======== Data for processing

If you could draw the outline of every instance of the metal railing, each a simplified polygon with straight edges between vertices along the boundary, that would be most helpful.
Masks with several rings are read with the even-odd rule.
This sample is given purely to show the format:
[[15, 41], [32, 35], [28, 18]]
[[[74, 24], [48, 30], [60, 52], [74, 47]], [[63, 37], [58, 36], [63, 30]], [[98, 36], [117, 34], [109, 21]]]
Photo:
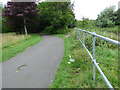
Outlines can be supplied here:
[[[96, 34], [95, 32], [89, 32], [89, 31], [85, 31], [85, 30], [81, 30], [81, 29], [77, 29], [75, 28], [74, 31], [77, 30], [77, 38], [79, 39], [79, 41], [82, 43], [83, 47], [86, 49], [86, 51], [88, 52], [88, 54], [90, 55], [91, 59], [92, 59], [92, 62], [93, 62], [93, 80], [95, 81], [95, 66], [97, 67], [98, 71], [100, 72], [101, 76], [103, 77], [103, 79], [105, 80], [106, 84], [108, 85], [109, 88], [113, 89], [112, 85], [110, 84], [110, 82], [108, 81], [107, 77], [104, 75], [104, 73], [102, 72], [102, 70], [100, 69], [100, 67], [98, 66], [98, 63], [96, 63], [96, 59], [95, 59], [95, 37], [98, 37], [100, 39], [103, 39], [105, 41], [108, 41], [110, 43], [113, 43], [117, 46], [120, 47], [120, 42], [116, 41], [116, 40], [113, 40], [113, 39], [110, 39], [110, 38], [107, 38], [107, 37], [104, 37], [104, 36], [101, 36], [101, 35], [98, 35]], [[81, 41], [80, 39], [80, 31], [83, 32], [83, 42]], [[78, 33], [79, 32], [79, 33]], [[93, 56], [92, 54], [89, 52], [89, 50], [86, 48], [85, 46], [85, 33], [88, 33], [88, 34], [91, 34], [92, 37], [93, 37]]]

================

Turn everything from the start of the data down to and including the line containing "Outlines can be" into a JSON list of strings with one string per line, skipping blank lines. Leave the pictures out.

[
  "If you could draw the outline of every instance of the metal railing, each a simplified polygon with straight edges between vertices along the boundary, that would be most helpful.",
  "Masks with several rings are read with the even-odd rule.",
  "This sample is given purely to show the format:",
  "[[15, 41], [32, 35], [28, 18]]",
  "[[[74, 24], [48, 30], [60, 52], [74, 47]], [[63, 37], [58, 36], [63, 30]], [[98, 36], [117, 34], [109, 21]]]",
  "Photo:",
  "Outlines can be supplied here:"
]